Yeah unplanned contributions welcome sounds good.

Heh, renaming milestones is really not super well handled by Github. It’s not reflected as a comment, and the existing “Added the Unplanned milestone” links become 404s :confused:

I like that concept of staging tickets to reflect that somebody has already read them and they are considered valid. But I don’t like the term “unplanned”, I think it is a bit misleading.

In what way? There’s a quite intentional piece of expectation management here in that many of these issues are things like feature requests that will literally never happen unless someone new joins the project and takes care of them. Others will happen for sure, but we don’t know when we might be able to get around to it (it may take years; some have, already).

I just think that for instance “accepted” or “valid” would make more sense than “unplanned”. “Unplanned” sounds too negative to me, a bit like “trashbin – we don’t like these tickets”; but that’s just my opinion. =)

Hmm. I think usually there’ll be some amount of discussion involved and not just dumping it with a milestone. Although I see that I did just that earlier today. :/ Sorry, bug reporters, correcting that now.

But let’s say that the flow should be a human response of some kind, the addition of a label (enhancement or bug usually), possibly a clarification of the title, and addition to a milestone (planned or unplanned, however we name them). I do want the latter to give some sort of explicit “don’t hold your breath” indication; for the original requester, but also for any passersby in the future.

Fully agree. The IMO simplest solution is assigning a tag to the appropriate tickets (of course we should not create too much different tags…). You already tag tickets for a long time, so the human response part is already there.

If you decide to tag issues or instead use github milestones … does not really matter I think. Milestones on github feel pretty much like additional tags, so there is not so much difference there. I personally prefer keeping milestones as milestones, say use them for particular Syncthing versions; tags instead could be used more dynamically. But we should keep them minimal, otherwise it will be a big pain in the ass.

- Records provided -

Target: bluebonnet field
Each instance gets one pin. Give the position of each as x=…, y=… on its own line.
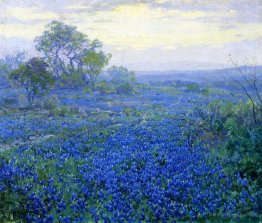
x=79, y=143
x=113, y=163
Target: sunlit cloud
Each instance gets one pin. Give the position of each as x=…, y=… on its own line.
x=160, y=28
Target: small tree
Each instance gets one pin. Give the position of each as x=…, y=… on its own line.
x=8, y=64
x=94, y=64
x=34, y=77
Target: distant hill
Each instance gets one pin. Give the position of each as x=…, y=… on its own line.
x=196, y=76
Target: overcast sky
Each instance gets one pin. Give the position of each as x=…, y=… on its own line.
x=145, y=34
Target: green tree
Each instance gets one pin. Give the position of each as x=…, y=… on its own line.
x=63, y=47
x=94, y=63
x=34, y=77
x=8, y=64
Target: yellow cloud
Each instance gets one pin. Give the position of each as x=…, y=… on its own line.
x=28, y=14
x=25, y=31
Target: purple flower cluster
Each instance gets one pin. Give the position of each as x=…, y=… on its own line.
x=138, y=174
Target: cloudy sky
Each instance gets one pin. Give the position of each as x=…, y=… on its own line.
x=145, y=34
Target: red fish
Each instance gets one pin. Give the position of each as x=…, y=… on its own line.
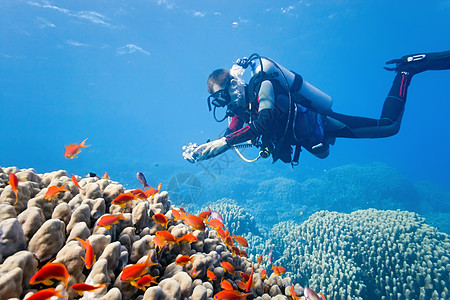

- Requirements -
Please list each step of the ticket-handling flow proposed in the milestone discussion.

- Full solution -
- A human response of some kind
- The addition of a label (usually enhancement or bug)
- Possibly a clarification of the title
- Addition to a milestone (planned or unplanned)